DOCUMENT PASSAGE:
+-------+
From the Washington Post news section:
The company is overhauling its algorithms that detect hate speech and deprioritizing hateful comments against Whites, men and Americans.
By Elizabeth Dwoskin, Nitasha Tiku and Heather Kelly
Dec. 3, 2020 at 8:00 a.m. EST
Facebook is embarking on a major overhaul of its algorithms that detect hate speech, according to internal documents, reversing years of so-called “race-blind” practices.
Those practices resulted in the company being more vigilant about removing slurs lobbed against White users while flagging and deleting innocuous posts by people of color on the platform.
The overhaul, which is known as the WoW Project and is in its early stages, involves re-engineering Facebook’s automated moderation systems to get better at detecting and automatically deleting hateful language that is considered “the worst of the worst,” according to internal documents describing the project obtained by The Washington Post. The “worst of the worst” includes slurs directed at Blacks, Muslims, people of more than one race, the LGBTQ community and Jews, according to the documents.
As one way to assess severity, Facebook assigned different types of attacks numerical scores weighted based on their perceived harm. For example, the company’s systems would now place a higher priority on automatically removing statements such as “Gay people are disgusting” than “Men are pigs.”
Facebook has long banned hate speech — defined as violent or dehumanizing speech — based on race, gender, sexuality and other protected characteristics. It owns Instagram and has the same hate speech policies there. But before the overhaul, the company’s algorithms and policies did not make a distinction between groups that were more likely to be targets of hate speech versus those that have not been historically marginalized. Comments like “White people are stupid” were treated the same as anti-Semitic or racist slurs.
+-------+
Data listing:
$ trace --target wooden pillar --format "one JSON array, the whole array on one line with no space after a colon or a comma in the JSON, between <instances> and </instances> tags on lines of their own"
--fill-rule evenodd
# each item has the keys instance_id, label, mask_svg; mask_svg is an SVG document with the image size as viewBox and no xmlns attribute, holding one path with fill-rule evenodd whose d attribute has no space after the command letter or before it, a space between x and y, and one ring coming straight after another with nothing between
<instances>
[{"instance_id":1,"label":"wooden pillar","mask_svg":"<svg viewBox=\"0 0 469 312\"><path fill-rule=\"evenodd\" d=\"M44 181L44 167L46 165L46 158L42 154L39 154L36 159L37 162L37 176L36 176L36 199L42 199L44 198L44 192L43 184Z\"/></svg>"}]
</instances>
+-------+
AIM:
Print the news passage above about Facebook's hate speech algorithm overhaul again, word for word and in full.

FINISHED ANSWER:
From the Washington Post news section:
The company is overhauling its algorithms that detect hate speech and deprioritizing hateful comments against Whites, men and Americans.
By Elizabeth Dwoskin, Nitasha Tiku and Heather Kelly
Dec. 3, 2020 at 8:00 a.m. EST
Facebook is embarking on a major overhaul of its algorithms that detect hate speech, according to internal documents, reversing years of so-called “race-blind” practices.
Those practices resulted in the company being more vigilant about removing slurs lobbed against White users while flagging and deleting innocuous posts by people of color on the platform.
The overhaul, which is known as the WoW Project and is in its early stages, involves re-engineering Facebook’s automated moderation systems to get better at detecting and automatically deleting hateful language that is considered “the worst of the worst,” according to internal documents describing the project obtained by The Washington Post. The “worst of the worst” includes slurs directed at Blacks, Muslims, people of more than one race, the LGBTQ community and Jews, according to the documents.
As one way to assess severity, Facebook assigned different types of attacks numerical scores weighted based on their perceived harm. For example, the company’s systems would now place a higher priority on automatically removing statements such as “Gay people are disgusting” than “Men are pigs.”
Facebook has long banned hate speech — defined as violent or dehumanizing speech — based on race, gender, sexuality and other protected characteristics. It owns Instagram and has the same hate speech policies there. But before the overhaul, the company’s algorithms and policies did not make a distinction between groups that were more likely to be targets of hate speech versus those that have not been historically marginalized. Comments like “White people are stupid” were treated the same as anti-Semitic or racist slurs.